> [Selected excerpt]:
Historical experiments
History contains a number of anecdotes about people who attempted to discover the origin of language by experiment. The first such tale was told by Herodotus, who relates that Pharaoh "Psamtik" (probably Psammetichus I) caused two children to be raised by deaf-mutes; he'd see what language they ended up speaking. When the children were brought before him, one of them said something that sounded to the pharaoh like bekos, the Phrygian word for bread. From this, Psamtik concluded that Phrygian was the first language. King James V of Scotland is said to have tried a similar experiment; his children were supposed to have ended up speaking Hebrew. Both the medieval monarch Frederick II and Akbar, a 16th century Mughal emperor of India, are said to have tried a similar experiment; the children involved in these experiments didn't speak.
In religion and mythology
Religions and ethnic mythologies often provide explanations for the origin and development of language. Most mythologies don't credit humans with the invention of language, but know of a language of the gods (or, language of God), predating human language. Mystical languages used to communicate with animals or spirits, such as the language of the birds, are also common, and were of particular interest during the Renaissance.

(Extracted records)
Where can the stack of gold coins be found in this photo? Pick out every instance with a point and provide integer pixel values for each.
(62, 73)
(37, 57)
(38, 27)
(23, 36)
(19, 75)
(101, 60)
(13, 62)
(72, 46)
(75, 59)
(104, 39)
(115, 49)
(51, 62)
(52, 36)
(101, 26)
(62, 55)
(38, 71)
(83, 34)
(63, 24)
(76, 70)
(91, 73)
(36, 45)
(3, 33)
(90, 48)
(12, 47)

> [Assignment 1]:
In the passage on the origin of language, what did Psamtik conclude was the first language?
> [Assignment 2]:
Go on with the passage on the origin of language from where it stops.

> [Expected output 1]:
Phrygian.

> [Expected output 2]:
One of the best known examples in the West is the Tower of Babel passage from Genesis in the Bible or Torah. The passage, common to all Abrahamic faiths, tells of God punishing man for the tower's construction by means of the confusion of tongues (Genesis 11:1-9). Local variations of this passage are found to have followed Christian missionaries on their journeys across the world, although the extent to how much of the tradition existed prior to the arrival of the missionaries is still discussed.
A group of people on the island of Hao in Polynesia tell a very similar story to the Tower of Babel, speaking of a God who, "in anger chased the builders away, broke down the building, and changed their language, so that they spoke diverse tongues".